What you return must be the full listing, word for word, with no images in it.

◆ ◆ ◆ ◆ ◆

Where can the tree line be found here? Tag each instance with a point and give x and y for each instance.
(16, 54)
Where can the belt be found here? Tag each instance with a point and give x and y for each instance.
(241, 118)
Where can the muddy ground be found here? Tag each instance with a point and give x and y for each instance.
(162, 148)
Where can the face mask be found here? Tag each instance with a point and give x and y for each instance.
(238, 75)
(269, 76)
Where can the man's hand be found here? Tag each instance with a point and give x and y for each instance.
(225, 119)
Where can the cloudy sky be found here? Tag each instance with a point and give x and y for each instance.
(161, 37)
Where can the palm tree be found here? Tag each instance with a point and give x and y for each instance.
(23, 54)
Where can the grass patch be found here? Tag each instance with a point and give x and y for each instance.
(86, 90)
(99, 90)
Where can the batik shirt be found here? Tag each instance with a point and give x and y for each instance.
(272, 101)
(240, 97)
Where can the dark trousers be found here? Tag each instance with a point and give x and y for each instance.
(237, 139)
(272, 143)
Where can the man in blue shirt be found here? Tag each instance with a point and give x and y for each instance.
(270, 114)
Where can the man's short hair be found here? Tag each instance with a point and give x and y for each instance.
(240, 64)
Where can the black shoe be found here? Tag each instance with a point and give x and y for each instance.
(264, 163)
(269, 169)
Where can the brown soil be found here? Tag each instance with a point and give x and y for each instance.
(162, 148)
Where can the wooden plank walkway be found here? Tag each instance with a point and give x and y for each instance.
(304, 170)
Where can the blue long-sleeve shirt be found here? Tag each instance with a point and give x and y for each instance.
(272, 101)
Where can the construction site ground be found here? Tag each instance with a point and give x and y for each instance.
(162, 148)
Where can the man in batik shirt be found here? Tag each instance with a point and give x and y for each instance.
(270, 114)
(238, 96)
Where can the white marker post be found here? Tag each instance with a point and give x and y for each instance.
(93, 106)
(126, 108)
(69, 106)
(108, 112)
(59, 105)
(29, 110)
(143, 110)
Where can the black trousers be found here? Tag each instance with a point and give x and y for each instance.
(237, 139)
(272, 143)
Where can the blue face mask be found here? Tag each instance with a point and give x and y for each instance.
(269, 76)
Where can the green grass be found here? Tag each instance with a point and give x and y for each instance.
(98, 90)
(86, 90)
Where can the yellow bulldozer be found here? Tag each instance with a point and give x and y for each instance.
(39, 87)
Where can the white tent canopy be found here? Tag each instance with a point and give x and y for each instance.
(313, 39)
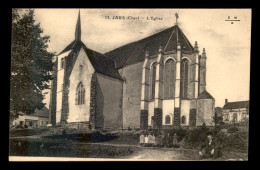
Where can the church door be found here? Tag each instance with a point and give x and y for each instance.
(152, 121)
(192, 121)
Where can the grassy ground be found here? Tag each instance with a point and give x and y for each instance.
(63, 148)
(122, 144)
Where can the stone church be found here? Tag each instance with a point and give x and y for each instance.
(155, 82)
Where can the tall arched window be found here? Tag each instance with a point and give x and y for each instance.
(167, 119)
(62, 63)
(183, 119)
(80, 96)
(153, 79)
(169, 76)
(234, 117)
(184, 78)
(80, 70)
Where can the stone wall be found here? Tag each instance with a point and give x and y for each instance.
(52, 108)
(132, 95)
(109, 102)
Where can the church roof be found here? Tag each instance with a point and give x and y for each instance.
(236, 105)
(135, 52)
(42, 113)
(205, 95)
(101, 63)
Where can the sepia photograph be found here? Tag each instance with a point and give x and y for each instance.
(94, 84)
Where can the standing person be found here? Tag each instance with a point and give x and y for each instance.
(175, 141)
(146, 140)
(158, 140)
(150, 139)
(208, 148)
(153, 141)
(142, 139)
(169, 140)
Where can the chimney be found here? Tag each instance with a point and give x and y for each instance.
(226, 101)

◆ ◆ ◆ ◆ ◆

SOLUTION FOR THIS PROBLEM:
Where can the tree line be found here? Tag each instance with a point and give x and y for each instance.
(16, 54)
Where can the belt be found here? Tag each instance with a point and give x and y for each instance.
(241, 118)
Where can the muddy ground be found here? Tag each instance with a point and give x and y for each instance.
(162, 148)
Where can the face mask be found here? Tag each instance with a point and give x and y for each instance.
(238, 75)
(269, 76)
Where can the man's hand be found here? Tag each instance with a point and give x and y for each instance.
(225, 119)
Where can the cloudy sky be found here? Tag each instance with a point and give x and y for each instance.
(161, 37)
Where can the palm tree be found here? Tag each instance with a point and give x and y for each instance.
(23, 54)
Where can the grass patch be found here? Tag each instance with a point and give x and y for each instance.
(86, 90)
(99, 90)
Where can the batik shirt be found here? Tag each instance with a point and give x and y for each instance.
(272, 101)
(240, 97)
Where can the dark trousers be found here? Tag each instance with a point and give x and y for each instance.
(237, 139)
(272, 143)
Where can the man in blue shirt be found here? Tag each instance with a point and give x and y for each instance.
(270, 114)
Where can the man's short hair be found here? Tag each instance with a point and give x and y for each instance.
(240, 64)
Where can the black shoe be found here? Tag each instance with a point and give x and y for each instance.
(264, 163)
(269, 169)
Where can the brown soil be found here? Tag each instance with a point and give x and y for each instance.
(162, 148)
Where can the wooden plank walkway be found here? Tag each instance with a point and give x and y for each instance.
(304, 170)
Where can the blue long-sleeve shirt be found here? Tag each instance with a point and give x and y for each instance.
(272, 101)
Where can the construction site ground be found here? Tag each instance with a point and give x and y for each instance.
(162, 148)
Where can the man in batik shirt be found here? Tag each instance with a point and give x and y for each instance.
(270, 114)
(238, 96)
Where can the white marker post be found here? Tag each instance with a point and give x and y for each instance.
(93, 106)
(126, 108)
(69, 106)
(108, 112)
(59, 105)
(29, 110)
(143, 110)
Where can the black trousers be found here? Tag each instance with a point and give x and y for each instance.
(237, 139)
(272, 143)
Where can the blue face mask be found here? Tag each instance with a point and give x and y for each instance.
(269, 76)
Where can the green grass be found here? Tag each instance with a point and give x and y for each instance.
(98, 90)
(86, 90)
Where can the yellow bulldozer be found here? Tag each instance with a point and give x and y for each instance.
(39, 87)
Where can the white tent canopy be found here? Tag each instance with a point and give x and y for each instance.
(313, 39)
Where can the church door be found here? Tag each instance with a point and give x and y for each instance.
(152, 121)
(192, 121)
Where can the grassy ground be found here? Tag each instance with a point and give x and y for each instance.
(63, 148)
(122, 144)
Where can the stone church be found here? Tag each instance with a point and give x and y for each instance.
(155, 82)
Where can the tall arched window be found here? Tag each instance with a point and give x and y for each instance.
(167, 119)
(62, 63)
(183, 119)
(80, 96)
(153, 79)
(169, 76)
(234, 117)
(184, 78)
(80, 70)
Where can the stone wall be found here? Tag each instance with a point and give x and y for each instance.
(52, 108)
(132, 95)
(109, 102)
Where can the church roof be found here? Tag each instance with a point and give x and y for each instance.
(236, 105)
(135, 52)
(42, 113)
(205, 95)
(101, 63)
Where can the sepia photograph be found here? Tag each instance with a point and give x and y for each instance.
(94, 84)
Where can the standing person be found here? Tag each instance with a point and give x and y for each instance.
(175, 141)
(146, 140)
(158, 140)
(150, 139)
(208, 148)
(153, 141)
(142, 139)
(169, 140)
Where can the chimney be found here? Tag each instance with a point and give x and y for each instance.
(226, 101)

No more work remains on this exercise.